====== Dataset records ======

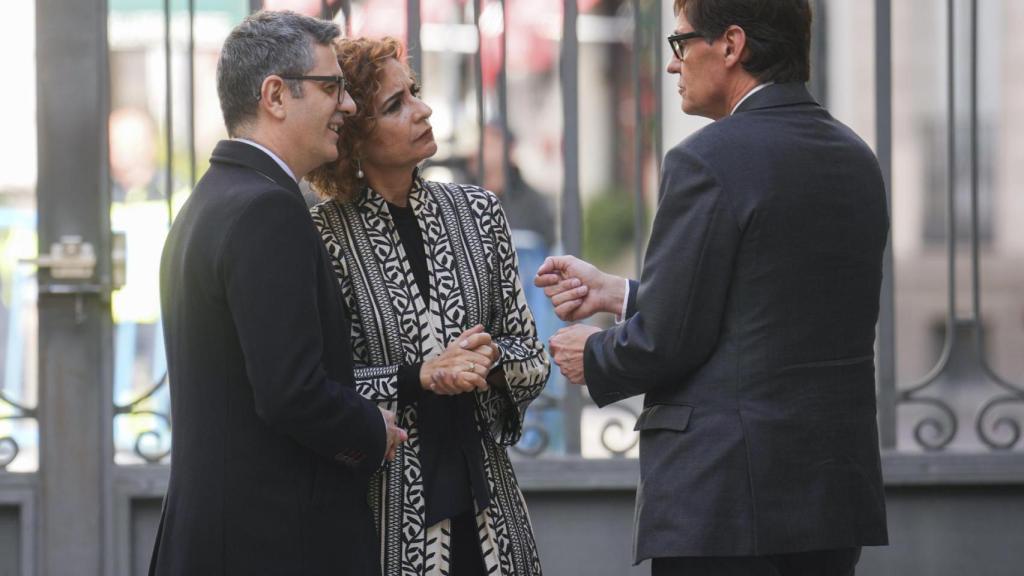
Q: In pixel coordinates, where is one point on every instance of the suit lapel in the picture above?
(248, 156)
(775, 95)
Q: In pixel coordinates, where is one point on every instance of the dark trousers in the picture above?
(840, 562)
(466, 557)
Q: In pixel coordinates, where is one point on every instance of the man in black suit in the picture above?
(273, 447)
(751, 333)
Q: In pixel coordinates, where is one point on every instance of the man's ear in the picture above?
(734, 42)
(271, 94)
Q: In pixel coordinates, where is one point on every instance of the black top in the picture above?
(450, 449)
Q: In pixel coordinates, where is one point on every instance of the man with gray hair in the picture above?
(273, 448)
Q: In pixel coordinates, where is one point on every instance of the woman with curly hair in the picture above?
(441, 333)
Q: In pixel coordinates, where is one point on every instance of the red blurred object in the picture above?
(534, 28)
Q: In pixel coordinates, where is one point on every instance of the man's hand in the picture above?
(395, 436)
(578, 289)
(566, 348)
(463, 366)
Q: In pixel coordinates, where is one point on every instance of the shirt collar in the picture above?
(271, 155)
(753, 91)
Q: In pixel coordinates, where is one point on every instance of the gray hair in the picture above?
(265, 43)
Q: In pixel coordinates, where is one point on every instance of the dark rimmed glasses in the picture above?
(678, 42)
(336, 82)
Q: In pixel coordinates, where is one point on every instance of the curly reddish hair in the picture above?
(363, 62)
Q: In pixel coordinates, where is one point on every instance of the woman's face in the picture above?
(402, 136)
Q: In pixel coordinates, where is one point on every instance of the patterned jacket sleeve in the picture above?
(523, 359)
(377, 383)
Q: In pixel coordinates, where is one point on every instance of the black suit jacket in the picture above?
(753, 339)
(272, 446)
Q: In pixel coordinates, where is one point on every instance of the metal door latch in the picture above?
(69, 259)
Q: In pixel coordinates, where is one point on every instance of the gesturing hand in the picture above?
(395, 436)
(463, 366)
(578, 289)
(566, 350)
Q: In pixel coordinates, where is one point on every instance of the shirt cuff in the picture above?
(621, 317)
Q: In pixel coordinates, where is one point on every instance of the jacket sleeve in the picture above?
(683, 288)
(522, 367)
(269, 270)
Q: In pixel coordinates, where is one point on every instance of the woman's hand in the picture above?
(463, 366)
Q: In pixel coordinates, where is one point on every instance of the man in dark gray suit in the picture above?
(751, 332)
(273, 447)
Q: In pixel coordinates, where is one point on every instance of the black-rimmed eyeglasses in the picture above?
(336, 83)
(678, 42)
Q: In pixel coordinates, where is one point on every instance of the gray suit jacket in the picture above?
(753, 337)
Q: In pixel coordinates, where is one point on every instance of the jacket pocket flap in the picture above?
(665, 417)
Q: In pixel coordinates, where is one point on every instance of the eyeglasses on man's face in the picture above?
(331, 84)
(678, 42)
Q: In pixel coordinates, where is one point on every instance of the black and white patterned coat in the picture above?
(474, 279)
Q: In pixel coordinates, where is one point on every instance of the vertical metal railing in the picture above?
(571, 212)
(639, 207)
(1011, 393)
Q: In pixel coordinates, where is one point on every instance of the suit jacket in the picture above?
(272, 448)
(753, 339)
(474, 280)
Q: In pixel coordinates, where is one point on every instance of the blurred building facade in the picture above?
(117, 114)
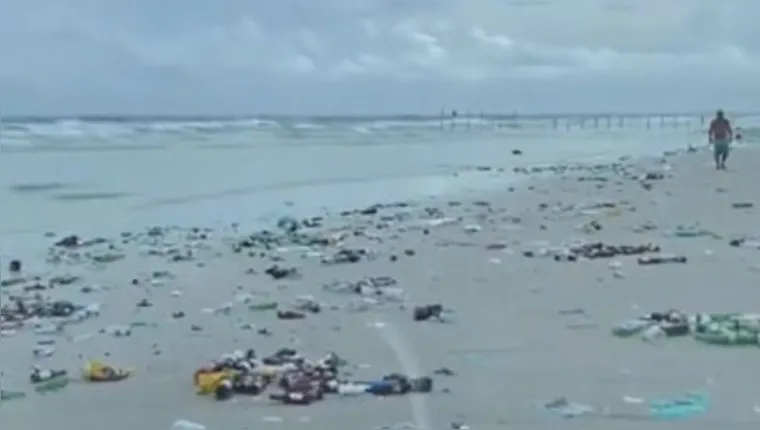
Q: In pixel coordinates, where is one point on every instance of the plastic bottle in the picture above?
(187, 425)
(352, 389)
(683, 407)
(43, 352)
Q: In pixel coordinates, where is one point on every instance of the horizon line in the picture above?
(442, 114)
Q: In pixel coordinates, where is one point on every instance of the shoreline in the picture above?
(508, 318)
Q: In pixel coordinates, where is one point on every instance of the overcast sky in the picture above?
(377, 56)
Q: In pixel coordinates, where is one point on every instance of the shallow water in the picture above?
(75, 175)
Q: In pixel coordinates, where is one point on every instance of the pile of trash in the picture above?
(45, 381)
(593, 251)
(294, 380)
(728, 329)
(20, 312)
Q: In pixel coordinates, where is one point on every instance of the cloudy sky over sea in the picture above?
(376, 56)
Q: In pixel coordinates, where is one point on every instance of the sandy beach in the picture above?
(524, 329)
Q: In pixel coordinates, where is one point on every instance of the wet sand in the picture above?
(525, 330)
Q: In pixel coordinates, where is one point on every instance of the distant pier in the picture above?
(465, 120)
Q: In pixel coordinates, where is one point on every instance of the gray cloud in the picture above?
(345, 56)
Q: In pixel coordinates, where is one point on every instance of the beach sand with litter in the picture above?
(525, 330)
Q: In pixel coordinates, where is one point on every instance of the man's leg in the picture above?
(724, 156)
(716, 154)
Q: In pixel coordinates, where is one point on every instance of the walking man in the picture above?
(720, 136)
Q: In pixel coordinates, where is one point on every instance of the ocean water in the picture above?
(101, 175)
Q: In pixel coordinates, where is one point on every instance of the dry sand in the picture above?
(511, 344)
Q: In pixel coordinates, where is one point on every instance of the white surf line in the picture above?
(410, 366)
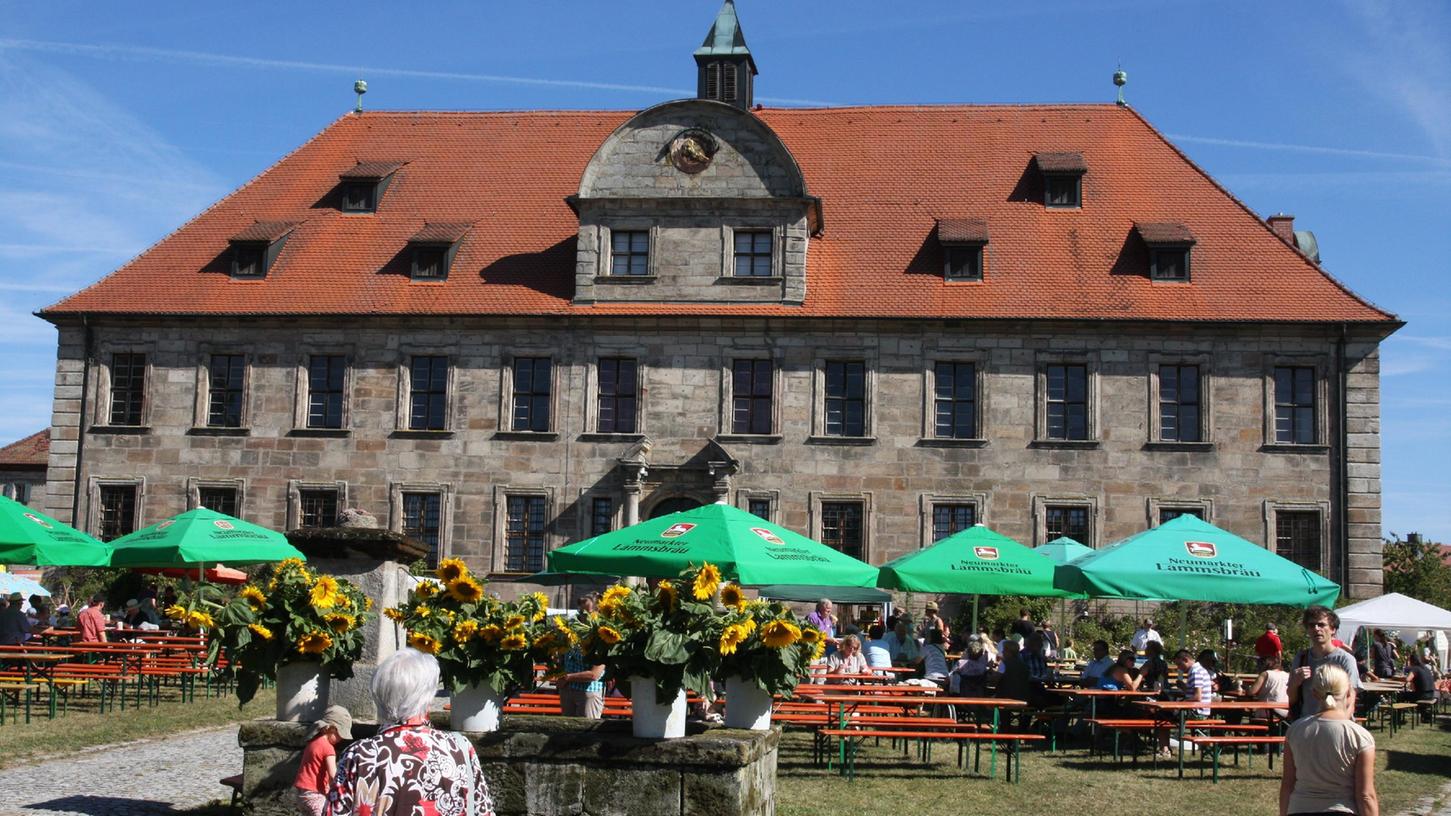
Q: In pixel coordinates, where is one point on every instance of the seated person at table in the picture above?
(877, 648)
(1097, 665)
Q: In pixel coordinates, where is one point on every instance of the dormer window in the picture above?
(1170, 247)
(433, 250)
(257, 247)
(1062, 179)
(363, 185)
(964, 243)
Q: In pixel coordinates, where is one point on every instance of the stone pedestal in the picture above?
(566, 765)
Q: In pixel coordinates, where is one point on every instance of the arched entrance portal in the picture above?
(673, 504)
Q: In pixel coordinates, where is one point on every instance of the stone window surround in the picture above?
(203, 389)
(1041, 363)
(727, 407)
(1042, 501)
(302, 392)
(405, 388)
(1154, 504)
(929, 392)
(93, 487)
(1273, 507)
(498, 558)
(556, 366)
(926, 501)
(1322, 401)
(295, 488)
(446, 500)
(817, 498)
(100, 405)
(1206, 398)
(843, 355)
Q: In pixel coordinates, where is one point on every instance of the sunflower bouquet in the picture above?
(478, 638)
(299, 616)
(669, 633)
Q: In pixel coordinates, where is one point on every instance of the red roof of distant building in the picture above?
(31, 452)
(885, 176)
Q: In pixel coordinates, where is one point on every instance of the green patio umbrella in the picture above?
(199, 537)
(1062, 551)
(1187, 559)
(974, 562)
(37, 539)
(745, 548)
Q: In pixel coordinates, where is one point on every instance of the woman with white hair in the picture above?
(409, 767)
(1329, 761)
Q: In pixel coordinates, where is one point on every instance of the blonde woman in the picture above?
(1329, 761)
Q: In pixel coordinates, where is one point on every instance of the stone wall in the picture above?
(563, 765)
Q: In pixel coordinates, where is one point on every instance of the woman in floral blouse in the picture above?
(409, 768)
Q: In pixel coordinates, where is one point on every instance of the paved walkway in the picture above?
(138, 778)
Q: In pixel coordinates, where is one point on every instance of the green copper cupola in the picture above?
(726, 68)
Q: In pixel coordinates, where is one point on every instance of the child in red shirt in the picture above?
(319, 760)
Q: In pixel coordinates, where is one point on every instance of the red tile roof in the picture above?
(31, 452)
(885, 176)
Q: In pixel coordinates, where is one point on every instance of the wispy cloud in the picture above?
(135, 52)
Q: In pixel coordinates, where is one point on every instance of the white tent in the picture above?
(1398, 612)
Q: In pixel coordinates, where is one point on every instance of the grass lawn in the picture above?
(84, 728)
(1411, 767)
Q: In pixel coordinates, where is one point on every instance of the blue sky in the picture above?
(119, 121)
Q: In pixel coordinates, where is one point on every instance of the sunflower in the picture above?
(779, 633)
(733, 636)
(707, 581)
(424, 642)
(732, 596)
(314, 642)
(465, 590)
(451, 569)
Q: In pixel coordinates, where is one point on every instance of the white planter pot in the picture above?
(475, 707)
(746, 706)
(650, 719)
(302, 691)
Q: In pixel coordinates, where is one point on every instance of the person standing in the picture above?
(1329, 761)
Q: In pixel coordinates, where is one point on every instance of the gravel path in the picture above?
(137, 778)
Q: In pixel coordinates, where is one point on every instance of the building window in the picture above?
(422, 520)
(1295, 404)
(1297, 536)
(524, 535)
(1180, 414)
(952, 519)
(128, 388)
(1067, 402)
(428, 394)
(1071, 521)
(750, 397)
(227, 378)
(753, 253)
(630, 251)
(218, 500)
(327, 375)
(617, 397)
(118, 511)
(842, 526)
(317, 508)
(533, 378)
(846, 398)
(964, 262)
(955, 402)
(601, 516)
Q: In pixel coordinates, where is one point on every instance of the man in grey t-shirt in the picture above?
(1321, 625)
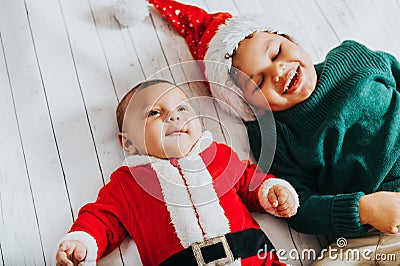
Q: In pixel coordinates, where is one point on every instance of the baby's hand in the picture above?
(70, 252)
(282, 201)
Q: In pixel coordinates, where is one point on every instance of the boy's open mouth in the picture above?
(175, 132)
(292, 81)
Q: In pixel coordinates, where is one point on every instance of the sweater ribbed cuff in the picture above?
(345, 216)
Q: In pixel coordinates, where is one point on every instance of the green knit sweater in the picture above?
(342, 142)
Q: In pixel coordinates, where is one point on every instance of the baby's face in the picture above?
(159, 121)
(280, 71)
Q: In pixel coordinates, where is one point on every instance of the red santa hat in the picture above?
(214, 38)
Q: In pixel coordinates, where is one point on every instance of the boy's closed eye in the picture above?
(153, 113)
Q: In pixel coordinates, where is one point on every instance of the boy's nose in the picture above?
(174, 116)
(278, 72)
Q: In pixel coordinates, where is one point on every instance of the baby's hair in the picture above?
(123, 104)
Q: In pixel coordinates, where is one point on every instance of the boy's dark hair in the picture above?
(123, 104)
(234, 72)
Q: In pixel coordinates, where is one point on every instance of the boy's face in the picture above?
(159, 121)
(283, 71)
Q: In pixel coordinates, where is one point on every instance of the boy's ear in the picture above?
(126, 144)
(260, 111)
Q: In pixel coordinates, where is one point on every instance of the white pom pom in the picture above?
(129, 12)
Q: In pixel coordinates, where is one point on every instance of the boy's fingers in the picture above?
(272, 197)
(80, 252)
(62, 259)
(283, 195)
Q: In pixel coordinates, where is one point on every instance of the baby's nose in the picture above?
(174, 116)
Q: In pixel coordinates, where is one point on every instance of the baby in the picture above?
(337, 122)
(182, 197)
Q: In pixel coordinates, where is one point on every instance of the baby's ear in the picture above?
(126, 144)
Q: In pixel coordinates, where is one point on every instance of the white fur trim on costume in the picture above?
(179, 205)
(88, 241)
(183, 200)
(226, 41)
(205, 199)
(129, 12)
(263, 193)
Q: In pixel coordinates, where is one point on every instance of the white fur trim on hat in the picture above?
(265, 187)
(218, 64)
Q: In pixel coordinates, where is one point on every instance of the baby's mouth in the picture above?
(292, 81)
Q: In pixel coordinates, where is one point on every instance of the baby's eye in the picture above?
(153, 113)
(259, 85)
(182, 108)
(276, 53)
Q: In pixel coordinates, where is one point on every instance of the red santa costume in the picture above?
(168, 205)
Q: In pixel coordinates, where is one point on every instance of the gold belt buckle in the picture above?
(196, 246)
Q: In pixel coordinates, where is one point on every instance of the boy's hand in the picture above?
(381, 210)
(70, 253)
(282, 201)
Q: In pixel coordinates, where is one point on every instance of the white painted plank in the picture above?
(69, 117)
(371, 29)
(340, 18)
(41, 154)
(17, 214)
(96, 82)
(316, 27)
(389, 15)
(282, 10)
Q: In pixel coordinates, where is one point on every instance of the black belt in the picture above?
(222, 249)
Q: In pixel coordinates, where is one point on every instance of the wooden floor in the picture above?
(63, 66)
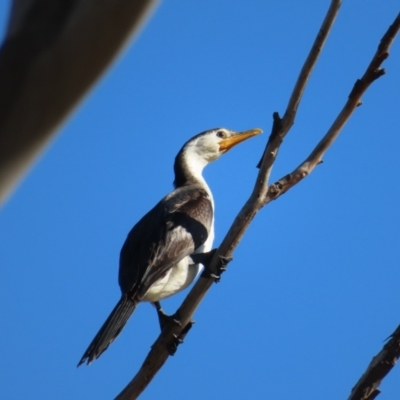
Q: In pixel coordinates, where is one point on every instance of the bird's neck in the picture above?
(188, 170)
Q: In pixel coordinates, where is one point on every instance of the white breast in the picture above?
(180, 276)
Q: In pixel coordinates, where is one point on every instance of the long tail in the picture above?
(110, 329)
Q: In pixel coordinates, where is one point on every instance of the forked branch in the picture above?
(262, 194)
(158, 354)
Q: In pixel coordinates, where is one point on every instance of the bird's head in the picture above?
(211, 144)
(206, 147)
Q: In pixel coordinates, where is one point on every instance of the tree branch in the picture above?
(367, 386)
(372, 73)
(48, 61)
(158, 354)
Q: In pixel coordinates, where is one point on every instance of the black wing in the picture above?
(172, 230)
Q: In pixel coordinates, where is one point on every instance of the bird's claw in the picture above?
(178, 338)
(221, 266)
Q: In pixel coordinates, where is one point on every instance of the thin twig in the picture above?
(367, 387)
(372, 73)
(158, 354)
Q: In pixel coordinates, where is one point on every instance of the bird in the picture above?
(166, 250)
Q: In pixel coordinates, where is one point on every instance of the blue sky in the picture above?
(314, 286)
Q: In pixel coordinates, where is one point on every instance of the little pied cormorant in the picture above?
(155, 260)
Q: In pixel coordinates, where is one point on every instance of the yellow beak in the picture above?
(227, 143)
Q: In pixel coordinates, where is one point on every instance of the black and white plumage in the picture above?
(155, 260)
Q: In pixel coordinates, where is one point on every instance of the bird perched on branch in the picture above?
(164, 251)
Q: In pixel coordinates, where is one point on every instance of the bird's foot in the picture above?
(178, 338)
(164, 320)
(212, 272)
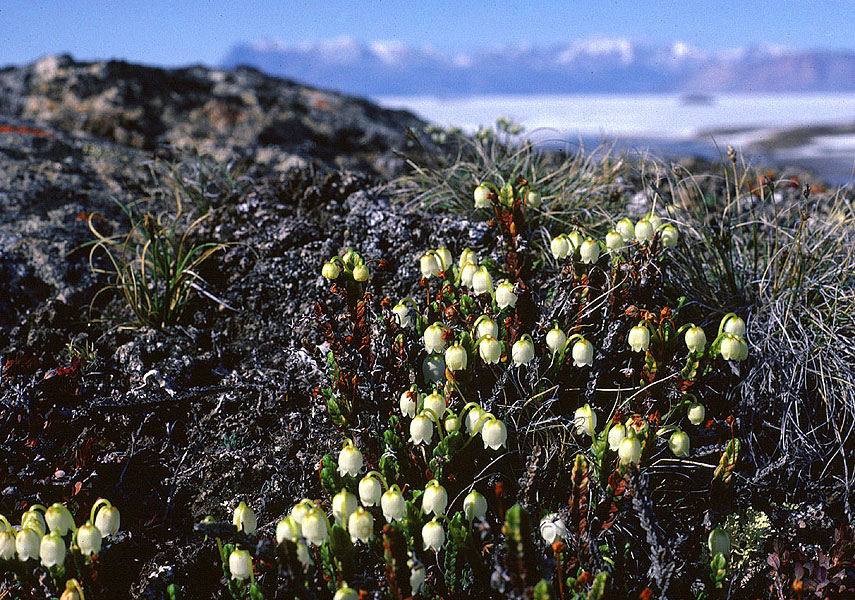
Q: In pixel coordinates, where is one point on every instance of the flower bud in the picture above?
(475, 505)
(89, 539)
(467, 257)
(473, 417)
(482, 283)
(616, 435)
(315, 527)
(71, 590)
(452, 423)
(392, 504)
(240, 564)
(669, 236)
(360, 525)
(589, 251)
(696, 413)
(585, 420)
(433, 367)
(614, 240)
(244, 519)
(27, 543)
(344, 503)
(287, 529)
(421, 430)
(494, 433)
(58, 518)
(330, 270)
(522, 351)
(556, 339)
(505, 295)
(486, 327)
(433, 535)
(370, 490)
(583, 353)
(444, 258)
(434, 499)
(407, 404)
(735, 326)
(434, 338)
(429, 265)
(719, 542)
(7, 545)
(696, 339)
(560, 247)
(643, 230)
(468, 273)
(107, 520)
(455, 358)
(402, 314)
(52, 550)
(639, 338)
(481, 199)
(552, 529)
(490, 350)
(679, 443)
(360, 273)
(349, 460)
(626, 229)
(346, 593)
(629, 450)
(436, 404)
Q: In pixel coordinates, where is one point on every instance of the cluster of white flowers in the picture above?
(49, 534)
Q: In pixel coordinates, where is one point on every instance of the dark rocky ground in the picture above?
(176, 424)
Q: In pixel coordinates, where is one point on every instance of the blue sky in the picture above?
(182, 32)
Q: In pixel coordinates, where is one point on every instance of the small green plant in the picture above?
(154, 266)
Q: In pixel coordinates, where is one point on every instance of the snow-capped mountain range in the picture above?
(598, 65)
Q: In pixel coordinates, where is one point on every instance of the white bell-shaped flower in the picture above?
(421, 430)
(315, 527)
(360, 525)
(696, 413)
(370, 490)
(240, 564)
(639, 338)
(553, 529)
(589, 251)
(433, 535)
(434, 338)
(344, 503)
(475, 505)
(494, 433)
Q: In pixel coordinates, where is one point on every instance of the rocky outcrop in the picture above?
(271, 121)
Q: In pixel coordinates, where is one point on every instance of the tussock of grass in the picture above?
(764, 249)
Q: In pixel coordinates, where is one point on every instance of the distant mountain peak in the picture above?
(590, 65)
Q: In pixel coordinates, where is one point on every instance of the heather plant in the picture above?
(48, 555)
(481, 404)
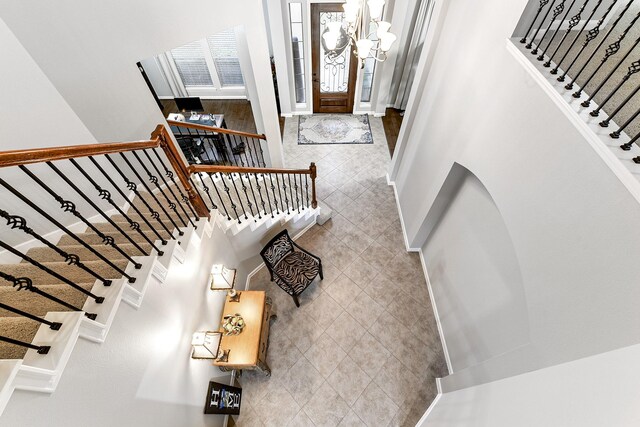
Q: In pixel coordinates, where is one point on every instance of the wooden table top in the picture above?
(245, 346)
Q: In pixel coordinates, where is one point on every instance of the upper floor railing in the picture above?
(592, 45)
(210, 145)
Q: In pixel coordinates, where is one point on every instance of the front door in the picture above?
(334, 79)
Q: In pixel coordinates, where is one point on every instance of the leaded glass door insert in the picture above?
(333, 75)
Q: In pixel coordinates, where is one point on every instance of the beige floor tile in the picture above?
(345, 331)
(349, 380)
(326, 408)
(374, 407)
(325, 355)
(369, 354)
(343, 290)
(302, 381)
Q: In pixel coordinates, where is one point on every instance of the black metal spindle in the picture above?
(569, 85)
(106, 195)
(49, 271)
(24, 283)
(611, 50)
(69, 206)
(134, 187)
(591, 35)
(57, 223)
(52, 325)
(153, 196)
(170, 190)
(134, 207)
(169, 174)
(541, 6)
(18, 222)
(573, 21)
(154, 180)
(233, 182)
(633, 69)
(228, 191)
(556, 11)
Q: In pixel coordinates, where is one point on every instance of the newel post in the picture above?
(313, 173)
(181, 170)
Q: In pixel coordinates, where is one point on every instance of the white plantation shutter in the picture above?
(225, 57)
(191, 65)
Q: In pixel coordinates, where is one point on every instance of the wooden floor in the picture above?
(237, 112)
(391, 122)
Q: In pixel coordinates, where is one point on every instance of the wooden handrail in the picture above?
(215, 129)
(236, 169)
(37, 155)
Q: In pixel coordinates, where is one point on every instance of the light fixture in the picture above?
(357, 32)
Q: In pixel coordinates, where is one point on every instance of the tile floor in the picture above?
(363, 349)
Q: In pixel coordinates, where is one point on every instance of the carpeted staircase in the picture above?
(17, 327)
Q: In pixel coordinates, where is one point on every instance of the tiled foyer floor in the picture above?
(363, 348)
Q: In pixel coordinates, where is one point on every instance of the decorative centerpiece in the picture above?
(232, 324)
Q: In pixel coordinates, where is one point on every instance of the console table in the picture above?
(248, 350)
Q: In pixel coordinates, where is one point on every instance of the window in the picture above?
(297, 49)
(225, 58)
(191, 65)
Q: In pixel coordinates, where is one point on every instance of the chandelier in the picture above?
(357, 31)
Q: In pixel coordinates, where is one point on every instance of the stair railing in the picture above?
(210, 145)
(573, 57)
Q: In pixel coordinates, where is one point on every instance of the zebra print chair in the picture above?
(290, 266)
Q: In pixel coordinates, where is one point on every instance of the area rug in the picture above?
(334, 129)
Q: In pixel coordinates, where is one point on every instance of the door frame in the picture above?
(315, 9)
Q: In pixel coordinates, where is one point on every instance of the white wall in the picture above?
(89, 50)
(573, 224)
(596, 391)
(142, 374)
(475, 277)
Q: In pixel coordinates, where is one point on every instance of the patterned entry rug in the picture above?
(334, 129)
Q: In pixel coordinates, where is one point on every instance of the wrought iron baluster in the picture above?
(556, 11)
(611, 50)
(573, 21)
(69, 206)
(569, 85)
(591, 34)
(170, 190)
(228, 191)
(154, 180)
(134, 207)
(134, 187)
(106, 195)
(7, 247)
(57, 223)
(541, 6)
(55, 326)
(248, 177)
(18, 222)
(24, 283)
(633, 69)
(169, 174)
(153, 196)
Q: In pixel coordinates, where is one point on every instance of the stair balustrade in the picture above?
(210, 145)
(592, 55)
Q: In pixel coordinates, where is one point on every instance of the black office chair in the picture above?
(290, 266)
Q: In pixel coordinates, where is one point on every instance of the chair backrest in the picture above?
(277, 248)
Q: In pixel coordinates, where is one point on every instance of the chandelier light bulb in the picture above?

======

** Exercise description **
Starting at the line that contains "litter in the picture above?" and stopping after the line that contains "(1097, 665)", copy the records with "ocean water" changed to "sea water" and everything else kept the same. Leave the pictures out.

** Response for this exercise **
Q: In pixel coordinates, where is one point on every instance of the beach sand with litter in the picture above?
(525, 330)
Q: In pixel coordinates, where is one point on every instance of the man's leg in the picture above?
(724, 156)
(716, 154)
Q: In pixel coordinates, where is one point on every instance of the walking man in the picture above?
(720, 136)
Q: In pixel coordinates, where is one point on every instance of the sea water in the picture above?
(101, 175)
Q: In pixel coordinates, where is one point on every instance of the dry sand in the picture above?
(511, 344)
Q: In pixel coordinates, where is one point on every instance of the white surf line in the picture above?
(410, 366)
Q: In pixel coordinates, where is one point on every instance of the seated person at table in the picture above?
(877, 648)
(1097, 665)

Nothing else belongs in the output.